Records contained in a dataset:

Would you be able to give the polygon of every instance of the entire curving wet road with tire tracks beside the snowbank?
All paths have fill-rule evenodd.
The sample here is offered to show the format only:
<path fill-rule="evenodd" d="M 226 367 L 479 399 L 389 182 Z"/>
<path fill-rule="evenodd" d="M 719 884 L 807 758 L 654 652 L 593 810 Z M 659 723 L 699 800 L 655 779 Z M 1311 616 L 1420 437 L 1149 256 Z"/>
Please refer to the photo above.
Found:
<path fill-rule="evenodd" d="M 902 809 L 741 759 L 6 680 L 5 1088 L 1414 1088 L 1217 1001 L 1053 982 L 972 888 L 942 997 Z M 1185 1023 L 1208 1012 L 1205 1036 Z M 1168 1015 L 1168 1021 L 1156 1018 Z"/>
...
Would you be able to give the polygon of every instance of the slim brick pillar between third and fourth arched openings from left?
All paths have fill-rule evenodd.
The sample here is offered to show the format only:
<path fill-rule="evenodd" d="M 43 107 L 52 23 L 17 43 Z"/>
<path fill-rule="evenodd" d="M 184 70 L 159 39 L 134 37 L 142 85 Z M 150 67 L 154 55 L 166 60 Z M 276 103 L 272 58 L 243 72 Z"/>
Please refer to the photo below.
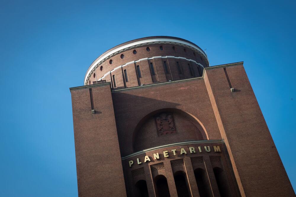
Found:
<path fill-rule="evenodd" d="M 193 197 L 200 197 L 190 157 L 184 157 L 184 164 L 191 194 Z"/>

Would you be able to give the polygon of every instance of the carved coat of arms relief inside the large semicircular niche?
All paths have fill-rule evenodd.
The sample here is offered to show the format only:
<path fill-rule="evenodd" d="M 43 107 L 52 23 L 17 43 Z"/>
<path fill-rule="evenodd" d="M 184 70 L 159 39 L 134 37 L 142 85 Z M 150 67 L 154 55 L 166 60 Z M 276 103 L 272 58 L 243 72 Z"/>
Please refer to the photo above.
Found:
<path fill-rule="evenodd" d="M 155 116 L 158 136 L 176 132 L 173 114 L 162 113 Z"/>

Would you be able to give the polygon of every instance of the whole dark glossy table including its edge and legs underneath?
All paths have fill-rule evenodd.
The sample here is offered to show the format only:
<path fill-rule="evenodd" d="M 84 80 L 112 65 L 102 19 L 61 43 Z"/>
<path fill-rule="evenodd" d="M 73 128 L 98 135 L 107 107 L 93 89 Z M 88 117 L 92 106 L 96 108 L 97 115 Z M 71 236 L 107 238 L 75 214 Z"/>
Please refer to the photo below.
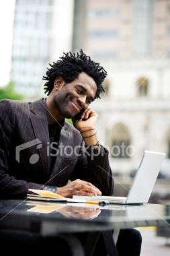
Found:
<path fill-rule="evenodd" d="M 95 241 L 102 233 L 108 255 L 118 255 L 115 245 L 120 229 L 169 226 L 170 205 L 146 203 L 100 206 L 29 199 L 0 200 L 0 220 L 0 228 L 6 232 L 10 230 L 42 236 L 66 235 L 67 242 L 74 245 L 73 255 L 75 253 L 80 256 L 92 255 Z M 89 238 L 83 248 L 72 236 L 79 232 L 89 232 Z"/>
...
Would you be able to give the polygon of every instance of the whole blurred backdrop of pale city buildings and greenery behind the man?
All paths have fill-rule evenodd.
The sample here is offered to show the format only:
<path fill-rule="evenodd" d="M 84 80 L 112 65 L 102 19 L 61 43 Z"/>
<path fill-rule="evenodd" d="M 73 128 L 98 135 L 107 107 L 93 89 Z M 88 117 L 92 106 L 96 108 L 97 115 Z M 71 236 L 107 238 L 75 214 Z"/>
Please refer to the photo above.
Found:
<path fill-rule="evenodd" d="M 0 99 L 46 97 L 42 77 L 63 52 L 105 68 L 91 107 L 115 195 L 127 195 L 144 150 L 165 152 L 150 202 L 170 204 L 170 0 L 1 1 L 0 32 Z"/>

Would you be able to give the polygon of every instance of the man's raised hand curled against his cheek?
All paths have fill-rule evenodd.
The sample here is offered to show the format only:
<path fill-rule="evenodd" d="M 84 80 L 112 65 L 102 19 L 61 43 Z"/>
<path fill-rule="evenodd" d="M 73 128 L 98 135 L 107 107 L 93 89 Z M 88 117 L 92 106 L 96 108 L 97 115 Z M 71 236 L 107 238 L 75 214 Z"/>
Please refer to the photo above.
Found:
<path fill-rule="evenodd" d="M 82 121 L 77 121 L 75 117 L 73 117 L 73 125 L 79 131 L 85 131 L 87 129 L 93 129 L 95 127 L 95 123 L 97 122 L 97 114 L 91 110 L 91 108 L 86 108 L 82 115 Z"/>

● AIM OF THE TASK
Check the entries above for the word "whole" and copy every line where it turns up.

● ANSWER SECTION
Would you be able to give the polygon of every instance of the whole dark glossy table including its edge and legs underneath?
Would you be able to give the polygon of every instance of the whole blurred backdrop of pale city buildings and greenery behind the man?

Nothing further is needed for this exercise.